*Request*
Gather every line of the records below that contains the string "monkey". Case counts.

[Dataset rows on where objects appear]

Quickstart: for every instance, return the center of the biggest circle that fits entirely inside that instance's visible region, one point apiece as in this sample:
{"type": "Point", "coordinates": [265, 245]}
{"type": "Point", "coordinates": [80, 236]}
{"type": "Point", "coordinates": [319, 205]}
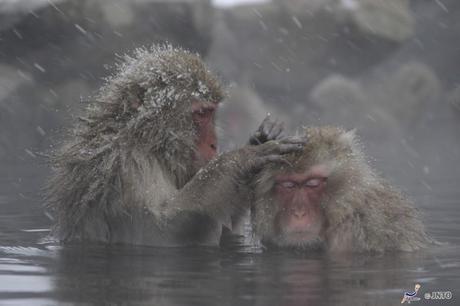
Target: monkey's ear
{"type": "Point", "coordinates": [348, 138]}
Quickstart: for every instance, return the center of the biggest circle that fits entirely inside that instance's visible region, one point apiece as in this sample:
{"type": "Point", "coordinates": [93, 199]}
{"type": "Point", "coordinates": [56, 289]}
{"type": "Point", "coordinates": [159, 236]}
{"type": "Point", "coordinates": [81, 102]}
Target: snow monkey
{"type": "Point", "coordinates": [142, 166]}
{"type": "Point", "coordinates": [330, 199]}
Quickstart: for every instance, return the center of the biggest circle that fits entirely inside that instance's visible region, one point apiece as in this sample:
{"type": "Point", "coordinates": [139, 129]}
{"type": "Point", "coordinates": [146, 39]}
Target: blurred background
{"type": "Point", "coordinates": [388, 68]}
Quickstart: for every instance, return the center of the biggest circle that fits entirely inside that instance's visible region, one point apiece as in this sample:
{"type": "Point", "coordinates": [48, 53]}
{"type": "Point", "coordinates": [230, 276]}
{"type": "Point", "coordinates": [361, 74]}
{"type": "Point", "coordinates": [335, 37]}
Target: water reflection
{"type": "Point", "coordinates": [96, 274]}
{"type": "Point", "coordinates": [33, 272]}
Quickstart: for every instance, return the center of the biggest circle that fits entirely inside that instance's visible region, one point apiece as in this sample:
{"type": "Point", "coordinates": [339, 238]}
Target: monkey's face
{"type": "Point", "coordinates": [300, 218]}
{"type": "Point", "coordinates": [203, 115]}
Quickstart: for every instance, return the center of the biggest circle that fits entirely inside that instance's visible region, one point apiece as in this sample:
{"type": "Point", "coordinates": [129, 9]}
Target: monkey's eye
{"type": "Point", "coordinates": [287, 184]}
{"type": "Point", "coordinates": [314, 182]}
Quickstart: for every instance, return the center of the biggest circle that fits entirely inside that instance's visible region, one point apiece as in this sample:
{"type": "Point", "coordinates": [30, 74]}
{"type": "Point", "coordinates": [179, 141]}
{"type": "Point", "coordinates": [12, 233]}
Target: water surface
{"type": "Point", "coordinates": [33, 272]}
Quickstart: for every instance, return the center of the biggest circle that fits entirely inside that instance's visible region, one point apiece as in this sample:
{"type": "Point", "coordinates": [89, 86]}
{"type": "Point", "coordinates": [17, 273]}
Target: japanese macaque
{"type": "Point", "coordinates": [328, 197]}
{"type": "Point", "coordinates": [142, 167]}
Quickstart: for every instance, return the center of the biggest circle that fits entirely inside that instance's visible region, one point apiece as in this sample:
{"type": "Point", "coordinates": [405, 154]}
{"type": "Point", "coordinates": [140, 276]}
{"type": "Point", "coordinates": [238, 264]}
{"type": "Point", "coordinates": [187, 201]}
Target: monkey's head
{"type": "Point", "coordinates": [298, 204]}
{"type": "Point", "coordinates": [161, 101]}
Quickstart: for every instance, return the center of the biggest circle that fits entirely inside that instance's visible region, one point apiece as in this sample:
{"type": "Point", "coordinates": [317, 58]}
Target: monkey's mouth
{"type": "Point", "coordinates": [301, 240]}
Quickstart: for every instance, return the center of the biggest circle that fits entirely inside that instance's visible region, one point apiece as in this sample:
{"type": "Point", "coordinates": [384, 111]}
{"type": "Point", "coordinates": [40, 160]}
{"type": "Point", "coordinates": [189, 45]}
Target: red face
{"type": "Point", "coordinates": [203, 117]}
{"type": "Point", "coordinates": [301, 217]}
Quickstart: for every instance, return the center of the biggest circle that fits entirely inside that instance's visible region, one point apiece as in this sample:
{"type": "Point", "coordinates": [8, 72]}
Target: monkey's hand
{"type": "Point", "coordinates": [219, 189]}
{"type": "Point", "coordinates": [269, 129]}
{"type": "Point", "coordinates": [254, 158]}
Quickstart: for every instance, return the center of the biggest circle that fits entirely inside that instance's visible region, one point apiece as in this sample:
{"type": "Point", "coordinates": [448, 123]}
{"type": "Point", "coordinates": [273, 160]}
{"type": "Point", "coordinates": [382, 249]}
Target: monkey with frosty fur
{"type": "Point", "coordinates": [142, 166]}
{"type": "Point", "coordinates": [328, 197]}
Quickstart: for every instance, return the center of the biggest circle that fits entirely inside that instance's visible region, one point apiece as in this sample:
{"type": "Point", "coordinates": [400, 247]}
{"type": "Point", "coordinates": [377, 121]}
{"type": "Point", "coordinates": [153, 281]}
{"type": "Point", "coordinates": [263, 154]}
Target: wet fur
{"type": "Point", "coordinates": [132, 150]}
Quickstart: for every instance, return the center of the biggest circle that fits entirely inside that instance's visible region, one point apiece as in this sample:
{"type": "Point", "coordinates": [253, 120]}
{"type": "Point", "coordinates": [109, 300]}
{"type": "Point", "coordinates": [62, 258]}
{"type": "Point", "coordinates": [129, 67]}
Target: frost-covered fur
{"type": "Point", "coordinates": [363, 212]}
{"type": "Point", "coordinates": [132, 150]}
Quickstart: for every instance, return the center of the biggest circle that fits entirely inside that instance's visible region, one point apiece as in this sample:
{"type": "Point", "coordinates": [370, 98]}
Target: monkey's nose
{"type": "Point", "coordinates": [300, 213]}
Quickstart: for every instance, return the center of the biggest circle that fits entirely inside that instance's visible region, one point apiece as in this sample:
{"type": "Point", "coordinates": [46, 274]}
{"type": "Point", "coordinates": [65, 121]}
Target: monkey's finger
{"type": "Point", "coordinates": [271, 159]}
{"type": "Point", "coordinates": [289, 148]}
{"type": "Point", "coordinates": [294, 140]}
{"type": "Point", "coordinates": [263, 123]}
{"type": "Point", "coordinates": [255, 139]}
{"type": "Point", "coordinates": [267, 127]}
{"type": "Point", "coordinates": [277, 130]}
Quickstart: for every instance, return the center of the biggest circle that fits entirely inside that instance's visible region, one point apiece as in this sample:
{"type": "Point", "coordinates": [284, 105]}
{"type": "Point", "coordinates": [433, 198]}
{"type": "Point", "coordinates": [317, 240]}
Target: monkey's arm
{"type": "Point", "coordinates": [218, 190]}
{"type": "Point", "coordinates": [268, 130]}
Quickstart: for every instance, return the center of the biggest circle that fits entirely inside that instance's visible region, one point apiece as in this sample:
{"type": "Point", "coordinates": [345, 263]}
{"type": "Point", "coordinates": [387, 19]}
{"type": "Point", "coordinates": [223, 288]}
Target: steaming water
{"type": "Point", "coordinates": [34, 273]}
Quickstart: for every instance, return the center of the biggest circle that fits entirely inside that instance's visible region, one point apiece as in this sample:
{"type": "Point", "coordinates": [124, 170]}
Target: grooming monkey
{"type": "Point", "coordinates": [329, 198]}
{"type": "Point", "coordinates": [142, 166]}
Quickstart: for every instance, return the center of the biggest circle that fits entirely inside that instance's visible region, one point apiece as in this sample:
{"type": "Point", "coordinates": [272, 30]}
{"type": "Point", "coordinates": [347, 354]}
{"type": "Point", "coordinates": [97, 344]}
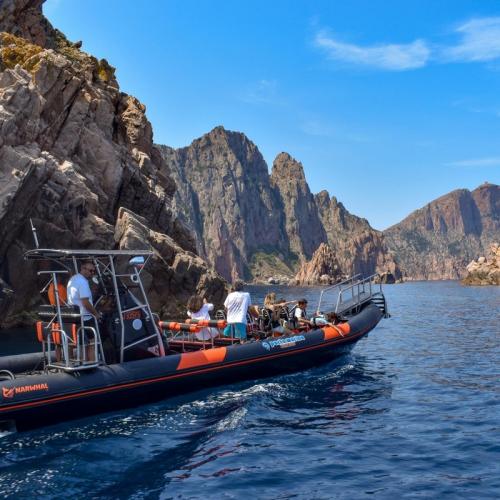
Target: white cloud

*Right answer*
Target: monkey's ear
Target: snow monkey
Target: monkey's face
Target: monkey's eye
Target: monkey's head
Target: monkey's mouth
Target: monkey's hand
Target: monkey with frosty fur
Target: monkey's nose
Target: monkey's finger
Target: monkey's arm
Target: grooming monkey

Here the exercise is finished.